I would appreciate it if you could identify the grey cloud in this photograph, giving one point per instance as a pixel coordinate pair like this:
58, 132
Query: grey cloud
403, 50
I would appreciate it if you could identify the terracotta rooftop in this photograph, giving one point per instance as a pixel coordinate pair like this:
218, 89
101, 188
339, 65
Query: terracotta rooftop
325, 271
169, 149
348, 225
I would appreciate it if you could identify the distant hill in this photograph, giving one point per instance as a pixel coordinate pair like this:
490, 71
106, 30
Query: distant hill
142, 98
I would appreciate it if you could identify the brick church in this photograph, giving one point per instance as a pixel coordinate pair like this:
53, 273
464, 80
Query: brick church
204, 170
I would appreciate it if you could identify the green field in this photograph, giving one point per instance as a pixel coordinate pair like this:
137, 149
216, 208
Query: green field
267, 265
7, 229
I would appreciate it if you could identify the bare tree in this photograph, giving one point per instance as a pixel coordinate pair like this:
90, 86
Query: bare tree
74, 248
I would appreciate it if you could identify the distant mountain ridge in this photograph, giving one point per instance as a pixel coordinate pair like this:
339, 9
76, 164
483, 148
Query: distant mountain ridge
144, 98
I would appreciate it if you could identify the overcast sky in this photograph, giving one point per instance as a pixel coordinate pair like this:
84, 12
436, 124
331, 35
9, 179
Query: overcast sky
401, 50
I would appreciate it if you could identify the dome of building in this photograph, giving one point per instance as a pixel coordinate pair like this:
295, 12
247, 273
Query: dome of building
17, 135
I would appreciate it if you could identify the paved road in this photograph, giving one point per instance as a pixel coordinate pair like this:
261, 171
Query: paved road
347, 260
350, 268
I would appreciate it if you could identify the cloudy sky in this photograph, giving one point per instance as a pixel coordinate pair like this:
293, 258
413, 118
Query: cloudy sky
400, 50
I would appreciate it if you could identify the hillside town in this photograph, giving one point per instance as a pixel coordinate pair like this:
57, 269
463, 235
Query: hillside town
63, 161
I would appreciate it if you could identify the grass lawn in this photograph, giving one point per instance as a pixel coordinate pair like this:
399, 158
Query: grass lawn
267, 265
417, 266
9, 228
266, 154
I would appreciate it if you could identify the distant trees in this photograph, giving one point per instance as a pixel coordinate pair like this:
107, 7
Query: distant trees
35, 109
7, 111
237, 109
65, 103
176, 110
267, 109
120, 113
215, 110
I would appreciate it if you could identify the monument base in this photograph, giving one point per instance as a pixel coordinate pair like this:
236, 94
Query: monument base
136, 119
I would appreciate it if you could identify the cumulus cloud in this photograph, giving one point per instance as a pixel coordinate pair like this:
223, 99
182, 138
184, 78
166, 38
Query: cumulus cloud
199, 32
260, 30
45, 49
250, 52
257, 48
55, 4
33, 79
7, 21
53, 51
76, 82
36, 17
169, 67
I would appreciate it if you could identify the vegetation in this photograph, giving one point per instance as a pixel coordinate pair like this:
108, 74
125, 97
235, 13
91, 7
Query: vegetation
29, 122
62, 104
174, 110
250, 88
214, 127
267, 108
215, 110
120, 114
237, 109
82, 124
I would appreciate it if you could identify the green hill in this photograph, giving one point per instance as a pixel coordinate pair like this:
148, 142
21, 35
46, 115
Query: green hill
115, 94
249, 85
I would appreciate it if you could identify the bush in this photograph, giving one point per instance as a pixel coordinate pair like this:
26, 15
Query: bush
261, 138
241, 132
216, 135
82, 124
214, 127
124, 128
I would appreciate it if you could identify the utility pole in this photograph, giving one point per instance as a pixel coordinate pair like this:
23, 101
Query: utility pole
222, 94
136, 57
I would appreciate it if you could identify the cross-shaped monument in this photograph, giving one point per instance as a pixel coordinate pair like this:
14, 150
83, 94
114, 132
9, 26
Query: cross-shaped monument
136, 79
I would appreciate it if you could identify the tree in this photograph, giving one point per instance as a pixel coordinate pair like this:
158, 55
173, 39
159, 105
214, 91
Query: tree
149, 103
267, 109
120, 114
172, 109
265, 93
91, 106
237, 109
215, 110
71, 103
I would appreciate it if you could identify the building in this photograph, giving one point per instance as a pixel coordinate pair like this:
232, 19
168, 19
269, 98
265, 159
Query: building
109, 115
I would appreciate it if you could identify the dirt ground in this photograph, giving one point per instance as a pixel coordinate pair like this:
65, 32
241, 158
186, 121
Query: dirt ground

________________________________________

Retype the material above exactly as given.

--- Answer space ---
I would appreciate it if you could identify the grey cloud in this photograph, giving one point per instance as a pixel coordinate pair like this:
58, 132
Query: grey cloud
403, 50
I would appreciate it if you could identify the terracotta rooftop in this photograph, giving one point per instance as a pixel coordinate pair like this:
218, 89
101, 188
339, 65
Query: terracotta rooftop
325, 271
169, 149
348, 225
I would appreciate it if you could identify the distant hill in this photograph, giving one point per instance as a pixel coordinate pair like this:
490, 71
106, 30
Query: distant hill
142, 98
I would appreciate it if you could identify the brick church in this photograph, giving one point per instance as a pixel coordinate pair like this:
53, 273
464, 80
Query: brick church
204, 170
I would appreciate it if you could identify the green field in this photograph, giving one point per instance as a pixel coordinate pair like this:
137, 149
216, 208
Query: green field
267, 265
7, 229
I would appreciate it if you could identify the bare tree in this photograph, giving one point per instance as a pixel coordinate pair like this:
90, 86
Query: bare tree
74, 248
I would appreciate it if you could identify the distant mountain ridge in this photograph, giving one point per instance as a pixel coordinate pair like this:
339, 9
76, 164
483, 148
Query: distant mountain ridge
144, 98
I would appreciate it if you could identify the overcast sky in this photograph, giving one point per instance as a pixel coordinate pair like this:
84, 12
436, 124
331, 35
9, 179
Query: overcast sky
401, 50
I would appreciate it if you could identify the dome of building in this photograph, giving one point per instance as a pixel coordinate pair like this:
295, 12
247, 273
Query: dome of building
17, 135
I would appreciate it if you could identify the paved road in this photograph, giving one point per instance as a pixel coordinate pair like this:
261, 171
Query: paved road
347, 260
350, 268
I would appreciate it if you could identify the cloudy sky in this photograph, giving one point per instance as a pixel coordinate pair like this:
293, 258
413, 118
Query: cloudy sky
400, 50
I would appreciate it if you could identify the hillside town in this photograph, giving one point per instance as a pixel coordinate pair like this:
57, 269
463, 235
Query: hillside town
63, 161
I would appreciate it if you could identify the grass lawn in this photograph, giving one point per instance as a pixel coordinate pair like this:
399, 158
Query: grass lawn
267, 265
417, 266
9, 228
266, 154
I would appreciate it if you could identify the distant trees in this photograph, giving one point per instance as a pixel coordinate pair like this:
107, 7
Query: distant trees
35, 109
7, 111
237, 109
65, 103
176, 110
267, 109
120, 113
215, 110
I would appreciate it if you could identify the monument base in this photograph, giving one point per instance as a pixel coordinate pair like this:
236, 94
Query: monument base
136, 119
I would appreciate it if you could identify the cumulus cloud in this photograph, giving one point per instance as a pixel coordinate pair like this:
223, 99
182, 138
184, 78
166, 38
Query: cumulus cloud
199, 32
260, 30
45, 49
250, 52
257, 48
55, 4
33, 79
7, 21
53, 51
76, 82
36, 17
169, 67
I would appreciate it if you could identify the vegetation in this photograph, giving one point per instance as a pixel coordinate pair like this:
108, 74
125, 97
235, 13
91, 7
Query: vegetation
29, 122
62, 104
174, 110
250, 88
214, 127
267, 108
215, 110
120, 114
237, 109
82, 124
I would appreciate it if you could identify the green hill in this photograph, giving one point per instance as a pixel coordinate pair like this:
148, 142
21, 35
46, 115
Query: green hill
115, 94
249, 85
I would appreciate it if you could identify the bush in this photograph, giving one point per instance as a pixel coordinate pair like this:
26, 15
Query: bush
261, 138
241, 132
216, 135
82, 124
214, 127
124, 128
I would appreciate it if you could identify the utility pole in this photograph, giving one point per instance as a pixel coordinate pair like this:
23, 101
Query: utility pole
222, 94
136, 57
I would appreciate it if you could identify the cross-shaped monument in this photograph, giving one point per instance as a pixel coordinate pair like this:
14, 150
83, 94
114, 132
9, 26
Query: cross-shaped monument
136, 79
I would appreciate it if you could identify the tree in this photograph, giving one point per instance as a pixel coordinate pair like this:
158, 55
173, 39
159, 105
214, 91
Query: tree
149, 103
267, 109
120, 114
172, 109
265, 93
91, 106
237, 109
215, 110
71, 103
I would appreciate it if you could identify the building in this photograph, giving one point per instance as a pixel coordinate pair like this:
232, 19
168, 19
269, 98
265, 159
Query: building
109, 115
I would appreciate it if you could identify the dirt ground in this photograph, giving one point per instance as a pixel coordinate pair like this:
65, 32
241, 158
186, 121
Query: dirt ground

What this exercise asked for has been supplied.